Extrait de page:
___

Un espoir de guérison mais pour une minorité de patients

L’un des succès les plus impressionnants de l’ICI a été la rémission à long terme malgré l’arrêt du traitement, suscitant un espoir substantiel de guérison pour certains patients13. Ceci est particulièrement bien documenté chez les patients atteints de mélanome qui obtiennent une réponse complète, c’est-à-dire une disparition complète de toutes les métastases visibles. C’est le cas pour environ 20 % des patients atteints de mélanome et traités par anti-PD1 avec ou sans anti-CTLA-4. Il est désormais largement admis que le traitement peut être interrompu pour ces patients, après au moins 6 mois de traitement puisque leur risque de rechute est estimé à moins de 10% sur le suivi de 5 ans dont on dispose aujourd’hui13. Une rémission complète de la maladie aussi longue était totalement inimaginable avant l’ère des ICI. Cependant, tous les types de cancer ne répondent pas aussi bien que le mélanome et les données sur la possibilité d’interrompre le traitement ne sont pas aussi matures pour d’autres cancers.

Pour autant, dans le cas du mélanome, qui est à la pointe du développement des ICI, il a été démontré qu’un an de traitement adjuvant par anti-PD1 diminuait le risque de rechute après résection chirurgicale des métastases ganglionnaires régionales (stade III)14,15. Dans d’autres types de cancer, comme les cancers du poumon, les ICI sont actuellement évalués en tant que thérapies adjuvantes. Un changement majeur pour les patients et les médecins provient du fait que l’impact des événements indésirables n’est pas similaire chez les patients atteints de cancers métastatiques ou chez ceux qui reçoivent un traitement adjuvant dans le but de diminuer le risque de rechute. Dans cette dernière situation, la possibilité d’induire un effet indésirable sévère ou permanent doit être évaluée avec précaution. Par exemple, le risque d’hypothyroïdie qui survient chez jusqu’à 10% des patients traités par anti PD1 est considéré comme acceptable dans le contexte d’une maladie métastatique. Dans une situation adjuvante, ce risque de 10% de devoir prendre un traitement hormonal substitutif jusqu’à la fin de sa vie doit être mis en balance avec le bénéfice attendu du traitement.

___

Contenu présenté:

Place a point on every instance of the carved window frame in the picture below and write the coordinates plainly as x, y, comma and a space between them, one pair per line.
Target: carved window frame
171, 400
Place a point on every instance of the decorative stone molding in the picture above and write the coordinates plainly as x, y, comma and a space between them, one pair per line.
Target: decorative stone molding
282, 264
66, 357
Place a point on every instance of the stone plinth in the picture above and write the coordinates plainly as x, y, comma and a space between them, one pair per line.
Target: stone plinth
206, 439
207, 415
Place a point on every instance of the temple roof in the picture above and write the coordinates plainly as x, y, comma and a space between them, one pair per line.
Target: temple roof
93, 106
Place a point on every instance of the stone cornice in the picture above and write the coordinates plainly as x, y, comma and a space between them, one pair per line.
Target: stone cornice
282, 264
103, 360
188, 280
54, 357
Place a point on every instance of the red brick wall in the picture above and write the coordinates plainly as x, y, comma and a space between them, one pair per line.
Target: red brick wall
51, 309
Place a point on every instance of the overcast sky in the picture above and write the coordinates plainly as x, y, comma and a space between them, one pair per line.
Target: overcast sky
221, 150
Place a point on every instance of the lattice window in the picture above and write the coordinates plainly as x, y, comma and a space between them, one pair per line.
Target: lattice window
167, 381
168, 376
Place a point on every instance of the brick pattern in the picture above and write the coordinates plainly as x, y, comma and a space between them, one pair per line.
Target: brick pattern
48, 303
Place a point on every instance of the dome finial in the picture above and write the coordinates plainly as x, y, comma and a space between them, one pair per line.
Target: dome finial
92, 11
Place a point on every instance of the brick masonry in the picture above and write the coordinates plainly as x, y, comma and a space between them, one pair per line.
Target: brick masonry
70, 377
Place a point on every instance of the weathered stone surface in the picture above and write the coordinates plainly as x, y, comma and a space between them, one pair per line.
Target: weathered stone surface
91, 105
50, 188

___

Action requise:
D'après l'extrait de page, quelle proportion des patients atteints de mélanome traités par anti-PD1 avec ou sans anti-CTLA-4 obtient une réponse complète ?

Réponse rédigée:
Environ 20 % des patients.